Start of Supplied data
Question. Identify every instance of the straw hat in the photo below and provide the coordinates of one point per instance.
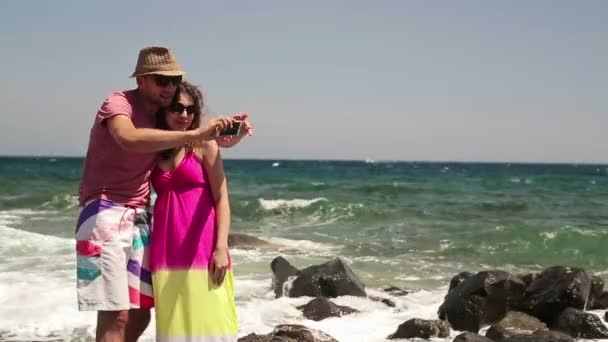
(157, 60)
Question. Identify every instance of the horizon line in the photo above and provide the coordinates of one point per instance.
(363, 160)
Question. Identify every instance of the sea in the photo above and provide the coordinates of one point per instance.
(413, 225)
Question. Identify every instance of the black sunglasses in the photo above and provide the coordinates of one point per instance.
(179, 108)
(163, 81)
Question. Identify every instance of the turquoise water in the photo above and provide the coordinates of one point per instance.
(419, 219)
(412, 225)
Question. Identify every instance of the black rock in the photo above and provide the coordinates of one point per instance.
(580, 324)
(459, 278)
(329, 280)
(384, 301)
(290, 333)
(481, 300)
(555, 289)
(471, 337)
(281, 271)
(320, 308)
(421, 328)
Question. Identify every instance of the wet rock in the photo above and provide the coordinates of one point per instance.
End of Supplied data
» **Given request**
Retype all of the records above word for word, in their original order. Leave the pictures out of your copy.

» **The response**
Question. Identify every instance of the straw hat in the photo below and provide the coordinates of one point per instance.
(157, 60)
Question. Identify every instance of the horizon line in the photo above and provide the coordinates of one point per instance.
(363, 160)
Question. Identify every instance of the sea in the photo above and provide the coordinates of one point per instance.
(413, 225)
Question. Identify every instance of the black sunglasses in the photo above and provide the coordinates of one point per instance.
(179, 108)
(163, 81)
Question. Identify every instance of the turquoise water in the photo above and provide the coordinates of one point per instance.
(419, 219)
(412, 225)
Question. Identify every instance of the black rock in the photo above and provide the coordinates of one point per instance.
(580, 324)
(459, 278)
(329, 280)
(384, 301)
(290, 333)
(481, 300)
(555, 289)
(471, 337)
(281, 271)
(320, 308)
(421, 328)
Question. Identify every instance of the wet rock in the photo above and provide the coordinates of one point per instance.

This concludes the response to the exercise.